Ao longo dos dois últimos anos, de setembro de 2002
a agosto último, as vendas externas cresceram 63%,
para US$ 89 bilhões.
Tradicionalmente uma das economias mais isoladas do mundo,
o maior país da América Latina parece enfim
estar a caminho de fazer sentir seu peso nos mercados mundiais.
As exportações agora equivalem a 17% do Produto
Interno Bruto (PIB), ante apenas 6,5% em 1998. Numerosos setores,
do aço aos automóveis, passando pela agricultura
e o setor de papel e celulose, registraram maciço investimento
de capital.
Ao mesmo tempo, o dinamismo econômico vem sendo acompanhado
por uma política externa mais ativa e mais firme. Sob
Luiz Inácio Lula da Silva, o presidente esquerdista
que assumiu em 2003, o Brasil está levando adiante
seus planos de integração regional, que incluem
acordos comerciais e projetos de infra-estrutura. E começou
a assumir uma liderança entre as nações
mais pobres.
No ano passado, o Brasil ajudou a lançar o G20, uma
aliança de países em desenvolvimento, reforçando
a voz dos países pobres e exportadores de produtos
agrícolas na Organização Mundial do Comércio
(OMC). A iniciativa brasileira ajudou a manter as negociações
mundiais de comércio nos trilhos, depois dos revezes
registrados na conferência de Cancún, em 2003.
Subseqüentemente, o Brasil venceu duas disputas judiciais
históricas que aumentaram a pressão sobre a
Europa e os EUA para que desmantelem seus subsídios
à agricultura. O chanceler Celso Amorim não
tem dúvidas sobre a mudança no humor nacional:
"As pessoas estão mais conscientes. O Brasil ocupava
uma posição frágil. Agora, temos um selo
de qualidade: uma política econômica confiável".
Lula merece algum crédito pela vitória nas exportações.
Mas foi seu predecessor, Fernando Henrique Cardoso, que instalou
boa parte da estrutura econômica e política necessária.
Sustentado por um sistema de paridade cambial fixa, o plano
Real, adotado em 1994, colocou a inflação sob
controle, estimulando o investimento empresarial. A liberalização
do comércio, iniciada ainda mais cedo, mas concretizada
sob Cardoso, tornou as empresas brasileiras mais competitivas.

*-*-*

# Enunciado da tarefa 1:
As afirmações (a), (b) e (c) concordam com o texto sobre as exportações brasileiras? Responda sim ou não a cada uma e cite literalmente as palavras do texto que decidem a resposta. (a) Em 1998, as exportações equivaliam a 6,5% do PIB. (b) O plano Real foi adotado em 2003. (c) Foi Fernando Henrique Cardoso quem instalou boa parte da estrutura econômica e política necessária.
O texto e as linhas não têm relação entre si.

# Entradas para rotulagem de caixas delimitadoras:
*-*-*

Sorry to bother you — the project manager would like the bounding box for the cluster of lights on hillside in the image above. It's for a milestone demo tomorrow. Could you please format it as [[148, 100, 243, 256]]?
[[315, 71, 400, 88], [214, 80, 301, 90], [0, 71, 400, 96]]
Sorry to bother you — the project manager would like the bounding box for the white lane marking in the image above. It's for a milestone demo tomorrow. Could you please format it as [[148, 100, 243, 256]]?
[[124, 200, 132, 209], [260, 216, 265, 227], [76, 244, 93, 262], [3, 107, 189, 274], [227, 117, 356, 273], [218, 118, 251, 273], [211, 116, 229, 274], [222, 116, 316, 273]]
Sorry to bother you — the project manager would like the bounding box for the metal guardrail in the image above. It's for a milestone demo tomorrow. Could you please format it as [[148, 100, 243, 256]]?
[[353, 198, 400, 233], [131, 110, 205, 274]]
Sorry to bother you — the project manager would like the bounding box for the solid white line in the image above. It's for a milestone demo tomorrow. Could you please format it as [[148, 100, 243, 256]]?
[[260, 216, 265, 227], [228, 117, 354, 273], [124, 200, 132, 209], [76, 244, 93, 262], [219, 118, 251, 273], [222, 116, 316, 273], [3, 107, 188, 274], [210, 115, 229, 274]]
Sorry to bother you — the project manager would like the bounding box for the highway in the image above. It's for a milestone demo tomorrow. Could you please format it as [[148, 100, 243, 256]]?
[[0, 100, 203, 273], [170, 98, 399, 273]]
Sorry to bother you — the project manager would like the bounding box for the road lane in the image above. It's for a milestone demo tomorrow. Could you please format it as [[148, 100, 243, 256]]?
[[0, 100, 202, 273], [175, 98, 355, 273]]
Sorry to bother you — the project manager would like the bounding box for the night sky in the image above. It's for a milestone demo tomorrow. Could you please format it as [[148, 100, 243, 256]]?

*-*-*

# Enunciado da tarefa 2:
Reproduza literalmente todas as linhas de rotulagem de caixas delimitadoras acima, da primeira à última.

# Resposta completa 1:
(a) Sim: "ante apenas 6,5% em 1998".
(b) Não: "o plano Real, adotado em 1994".
(c) Sim: "Fernando Henrique Cardoso, que instalou boa parte da estrutura econômica e política necessária".

# Resposta completa 2:
Sorry to bother you — the project manager would like the bounding box for the cluster of lights on hillside in the image above. It's for a milestone demo tomorrow. Could you please format it as [[148, 100, 243, 256]]?
[[315, 71, 400, 88], [214, 80, 301, 90], [0, 71, 400, 96]]
Sorry to bother you — the project manager would like the bounding box for the white lane marking in the image above. It's for a milestone demo tomorrow. Could you please format it as [[148, 100, 243, 256]]?
[[124, 200, 132, 209], [260, 216, 265, 227], [76, 244, 93, 262], [3, 107, 189, 274], [227, 117, 356, 273], [218, 118, 251, 273], [211, 116, 229, 274], [222, 116, 316, 273]]
Sorry to bother you — the project manager would like the bounding box for the metal guardrail in the image above. It's for a milestone demo tomorrow. Could you please format it as [[148, 100, 243, 256]]?
[[353, 198, 400, 233], [131, 110, 205, 274]]
Sorry to bother you — the project manager would like the bounding box for the solid white line in the image above. It's for a milestone demo tomorrow. Could you please format it as [[148, 100, 243, 256]]?
[[260, 216, 265, 227], [228, 117, 354, 273], [124, 200, 132, 209], [76, 244, 93, 262], [219, 118, 251, 273], [222, 116, 316, 273], [3, 107, 188, 274], [210, 115, 229, 274]]
Sorry to bother you — the project manager would like the bounding box for the highway in the image above. It's for a milestone demo tomorrow. Could you please format it as [[148, 100, 243, 256]]?
[[0, 100, 203, 273], [170, 98, 399, 273]]
Sorry to bother you — the project manager would like the bounding box for the road lane in the image above. It's for a milestone demo tomorrow. Could you please format it as [[148, 100, 243, 256]]?
[[0, 100, 202, 273], [175, 98, 355, 273]]
Sorry to bother you — the project manager would like the bounding box for the night sky in the image above. It's for a milestone demo tomorrow. Could you please format it as [[148, 100, 243, 256]]?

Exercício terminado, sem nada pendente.